(Rows from a dataset)
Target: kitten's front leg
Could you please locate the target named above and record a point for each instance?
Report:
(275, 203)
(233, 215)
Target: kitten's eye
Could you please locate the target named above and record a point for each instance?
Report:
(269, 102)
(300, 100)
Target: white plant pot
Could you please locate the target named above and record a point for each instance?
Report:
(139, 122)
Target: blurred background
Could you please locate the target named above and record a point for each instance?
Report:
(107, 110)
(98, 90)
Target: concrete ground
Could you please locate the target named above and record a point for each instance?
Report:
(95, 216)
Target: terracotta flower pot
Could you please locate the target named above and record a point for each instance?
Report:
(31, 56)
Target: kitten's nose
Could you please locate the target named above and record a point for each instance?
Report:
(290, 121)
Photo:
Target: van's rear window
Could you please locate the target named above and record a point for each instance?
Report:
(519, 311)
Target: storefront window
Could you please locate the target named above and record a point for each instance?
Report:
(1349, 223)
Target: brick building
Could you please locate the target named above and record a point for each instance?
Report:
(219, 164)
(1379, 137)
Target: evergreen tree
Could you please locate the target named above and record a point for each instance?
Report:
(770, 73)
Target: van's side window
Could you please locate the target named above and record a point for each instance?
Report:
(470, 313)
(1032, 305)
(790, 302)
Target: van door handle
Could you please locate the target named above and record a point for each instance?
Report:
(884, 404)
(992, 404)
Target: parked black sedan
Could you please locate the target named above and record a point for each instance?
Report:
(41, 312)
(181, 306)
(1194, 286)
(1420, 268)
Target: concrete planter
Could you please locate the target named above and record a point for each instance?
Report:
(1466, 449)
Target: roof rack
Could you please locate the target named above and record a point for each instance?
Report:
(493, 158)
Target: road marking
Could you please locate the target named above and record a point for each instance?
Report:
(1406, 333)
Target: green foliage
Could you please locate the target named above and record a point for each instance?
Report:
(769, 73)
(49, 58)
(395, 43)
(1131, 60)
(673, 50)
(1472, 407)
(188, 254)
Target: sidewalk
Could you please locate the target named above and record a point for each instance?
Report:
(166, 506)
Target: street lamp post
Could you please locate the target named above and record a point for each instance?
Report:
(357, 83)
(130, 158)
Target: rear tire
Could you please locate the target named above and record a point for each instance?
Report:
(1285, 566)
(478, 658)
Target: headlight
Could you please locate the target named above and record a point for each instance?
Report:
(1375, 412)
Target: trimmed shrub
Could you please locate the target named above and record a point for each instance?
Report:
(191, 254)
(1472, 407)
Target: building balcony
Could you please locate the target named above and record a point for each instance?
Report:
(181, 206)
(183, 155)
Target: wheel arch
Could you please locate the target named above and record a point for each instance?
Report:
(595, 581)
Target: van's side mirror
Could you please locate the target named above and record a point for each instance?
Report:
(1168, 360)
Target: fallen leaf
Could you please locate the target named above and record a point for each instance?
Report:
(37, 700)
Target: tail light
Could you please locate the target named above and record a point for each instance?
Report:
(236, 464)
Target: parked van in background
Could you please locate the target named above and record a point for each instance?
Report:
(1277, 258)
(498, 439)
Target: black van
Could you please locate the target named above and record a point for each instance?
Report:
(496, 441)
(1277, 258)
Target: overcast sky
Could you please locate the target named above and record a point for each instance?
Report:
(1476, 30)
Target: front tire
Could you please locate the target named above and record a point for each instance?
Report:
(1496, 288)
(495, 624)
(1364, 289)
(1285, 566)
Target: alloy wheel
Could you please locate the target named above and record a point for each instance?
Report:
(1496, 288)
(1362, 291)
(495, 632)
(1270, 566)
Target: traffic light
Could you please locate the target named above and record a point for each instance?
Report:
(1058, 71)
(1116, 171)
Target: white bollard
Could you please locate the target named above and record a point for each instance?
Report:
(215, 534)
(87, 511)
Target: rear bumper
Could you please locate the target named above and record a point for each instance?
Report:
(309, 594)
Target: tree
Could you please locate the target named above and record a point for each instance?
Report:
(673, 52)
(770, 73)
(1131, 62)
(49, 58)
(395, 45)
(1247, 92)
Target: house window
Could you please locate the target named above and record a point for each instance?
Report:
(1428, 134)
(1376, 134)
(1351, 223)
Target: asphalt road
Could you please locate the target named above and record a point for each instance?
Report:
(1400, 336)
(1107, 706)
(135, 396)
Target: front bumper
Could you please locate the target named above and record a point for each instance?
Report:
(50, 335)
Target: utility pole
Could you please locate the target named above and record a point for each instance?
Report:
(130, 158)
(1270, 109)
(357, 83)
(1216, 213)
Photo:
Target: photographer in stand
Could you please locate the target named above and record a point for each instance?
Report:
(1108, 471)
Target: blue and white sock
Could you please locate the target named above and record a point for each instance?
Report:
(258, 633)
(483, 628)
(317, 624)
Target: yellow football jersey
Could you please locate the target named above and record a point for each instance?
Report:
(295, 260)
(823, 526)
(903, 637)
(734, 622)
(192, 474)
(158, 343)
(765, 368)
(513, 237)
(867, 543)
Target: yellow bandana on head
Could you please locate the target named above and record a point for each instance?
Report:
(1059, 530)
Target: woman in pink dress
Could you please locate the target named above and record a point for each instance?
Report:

- Exercise brief
Please reproduce all of the records, substituting "mark one point per instance" for every occurrence of "record a point for each instance" and leaving everything else untouched.

- Task output
Target: kitten's front leg
Could you please locate the target named above and mark one point per instance?
Report:
(275, 203)
(233, 215)
Target: kitten's eye
Could you please locate the target named above and mark one point per instance?
Report:
(269, 102)
(300, 100)
Target: white plant pot
Could you please locate the target named above and mark one point per instance?
Report:
(139, 122)
Target: blurred background
Could you please locate the target named above and mark one point per instance?
Report:
(107, 110)
(98, 90)
Target: concrete ground
Could you please locate the target named above and mark one point per instance?
Report:
(95, 216)
Target: terracotta flower pot
Could you please locate the target named above and mark one point per instance?
Report:
(31, 56)
Target: kitten's nose
Could you please locate the target named above and mark one point per instance?
Report:
(290, 121)
Photo:
Target: van's rear window
Could you please locate the target named above and mark one point per instance?
Report:
(519, 311)
Target: storefront window
Could you please locate the target named above and mark one point per instance?
Report:
(1349, 223)
Target: brick building
Could you please locate the target named above and mark one point per instance?
Report:
(219, 164)
(1379, 137)
Target: evergreen tree
Could you please locate the target named above and mark one point per instance?
Report:
(770, 73)
Target: van's side window
Could you please locate the target named above and mark one point per instance?
Report:
(470, 313)
(1032, 305)
(790, 302)
Target: van door handle
Could you please locate the target named above and mark one point per instance?
Report:
(884, 404)
(992, 404)
Target: parked black sedan
Could you please locate the target named above and mark one point per instance?
Report:
(41, 312)
(181, 306)
(1194, 286)
(1420, 268)
Target: concrete planter
Could you please locate the target named above and mark one point per instance?
Report:
(1466, 449)
Target: roof rack
Could you please locate the target named above and mark one point per instance?
Report:
(493, 158)
Target: road marking
Could you please locate the target named above and mark one point per instance?
Report:
(1406, 333)
Target: green foliage
Could you please locate the target named above and mark one point per instance?
Report:
(769, 73)
(49, 58)
(395, 43)
(1131, 60)
(673, 50)
(1472, 407)
(188, 254)
Target: sidewalk
Could you please locate the target named above and mark one point per instance?
Report:
(166, 506)
Target: street lamp post
Could you please locate the target named above and mark one point per instance?
Report:
(357, 83)
(130, 158)
Target: rear tire
Could you please locate the target named above and mark one point per instance?
Report:
(1285, 566)
(478, 658)
Target: headlight
Could you please locate the target named above and mark one point per instance?
Report:
(1375, 412)
Target: trimmed shrub
Could you please locate the target named above and mark one point per instance?
Report:
(191, 254)
(1472, 407)
Target: building balcony
Could you please locate the target named above and mark one point per instance?
Report:
(181, 206)
(183, 155)
Target: wheel arch
Could you please locate the target named above and mark one point per instance?
Report:
(595, 581)
Target: van's side mirror
Could you please locate the target named above and mark one point per instance?
Report:
(1168, 360)
Target: fallen leaf
Could you please locate the target named above and mark one point per instance?
Report:
(37, 700)
Target: tail light
Could you please locate the target named above and mark one point per instance?
Report:
(236, 464)
Target: parked van in background
Could you please locate the target named above and mark one point per instance?
Report:
(1277, 258)
(498, 439)
Target: black van
Could you please locate the target named above and mark one point per instance?
Report:
(496, 441)
(1277, 258)
Target: overcast sky
Could you please locate the target named above and mark one point per instance?
Report:
(1476, 30)
Target: front tire
Could you please locate the target named above and mark one point per instance?
Report:
(1496, 288)
(495, 624)
(1364, 289)
(1285, 566)
Target: alloy wheel
Could you please locate the target named above and mark one point per instance?
Report:
(1496, 288)
(1362, 291)
(495, 632)
(1270, 566)
Target: traffic light
Could you please locate the target named above and mark one point per instance?
Report:
(1058, 71)
(1116, 171)
Target: white bollard
Could you please locate the target named above and mark one point per instance?
Report:
(215, 534)
(87, 511)
Target: rear bumper
Could you please locate the target named above and mark one point per instance?
Report:
(309, 594)
Target: tree
Could you please locate the target named above and mark one point per instance?
Report:
(673, 52)
(770, 73)
(1131, 62)
(49, 58)
(395, 45)
(1247, 92)
Target: house window
Could you please locate the target named above and mark one point per instance?
Report:
(1428, 134)
(1376, 134)
(1351, 223)
Target: asphalt road
Could you please locate the target named above and mark one point per instance?
Report:
(1400, 336)
(1107, 706)
(135, 396)
Target: front bumper
Could you please locate the target named above and mark one point per instance?
Report:
(50, 335)
Target: utility pole
Could you please locate the target named above and mark one point per instance?
Report:
(130, 158)
(1270, 109)
(357, 83)
(1216, 213)
Photo:
Target: photographer in stand
Could you please locate the target named above and mark one point per instance?
Report:
(1108, 471)
Target: blue and white sock
Could you please locate the target named above and mark one point per instance?
Report:
(258, 633)
(483, 628)
(317, 624)
Target: yellow football jersey
Could you please locate the target named above and mark one point per instance?
Report:
(295, 260)
(823, 526)
(903, 637)
(734, 622)
(192, 474)
(158, 343)
(765, 368)
(513, 237)
(867, 543)
Target: yellow bandana on head
Could you please locate the target named above and mark one point per instance?
Report:
(1059, 530)
Target: woman in pink dress
Could you please locate the target named above and mark one point per instance?
Report:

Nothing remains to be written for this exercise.